--- Start ---

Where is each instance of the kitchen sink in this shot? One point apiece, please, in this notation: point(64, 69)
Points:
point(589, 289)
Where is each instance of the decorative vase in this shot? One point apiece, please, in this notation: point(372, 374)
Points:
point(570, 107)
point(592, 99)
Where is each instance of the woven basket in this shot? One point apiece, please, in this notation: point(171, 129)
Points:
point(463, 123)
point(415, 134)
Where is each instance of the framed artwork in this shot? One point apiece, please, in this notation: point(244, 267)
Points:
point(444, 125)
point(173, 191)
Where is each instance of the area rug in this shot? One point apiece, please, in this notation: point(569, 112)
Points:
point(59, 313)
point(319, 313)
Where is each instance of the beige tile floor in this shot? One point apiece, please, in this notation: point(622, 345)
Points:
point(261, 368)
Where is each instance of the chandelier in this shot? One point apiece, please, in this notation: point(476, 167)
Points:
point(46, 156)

--- End ---
--- Start ---

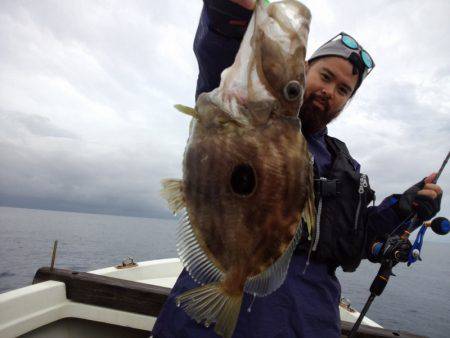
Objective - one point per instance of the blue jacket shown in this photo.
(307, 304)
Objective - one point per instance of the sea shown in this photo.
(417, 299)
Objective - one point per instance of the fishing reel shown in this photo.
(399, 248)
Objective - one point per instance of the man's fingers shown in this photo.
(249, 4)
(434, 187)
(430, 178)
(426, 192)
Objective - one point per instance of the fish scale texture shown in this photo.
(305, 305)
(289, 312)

--- End ---

EXERCISE TASK
In the records from the line with "Where is each instance of the kitchen" up to and including the line with "point(261, 368)", replace "notation" with "format" and give those lines again, otherwise unchanged.

TASK RESPONSE
Where is each instance of the kitchen sink in this shot? One point apiece, please, in this format: point(64, 69)
Points:
point(589, 289)
Where is each instance of the decorative vase in this shot? One point apiece, please, in this format: point(372, 374)
Points:
point(570, 107)
point(592, 99)
Where is each instance of the woven basket in this shot? One point apiece, please, in this format: point(171, 129)
Points:
point(463, 123)
point(415, 134)
Where is each instance of the framed artwork in this shot? One point apiece, please, in this format: point(244, 267)
Points:
point(444, 125)
point(173, 191)
Where is each instance of the area rug in this shot? One point apiece, please, in this format: point(569, 112)
Points:
point(59, 313)
point(319, 313)
Where is each instance of the beige tile floor in this shot? One point apiece, please, in this format: point(622, 345)
Points:
point(261, 368)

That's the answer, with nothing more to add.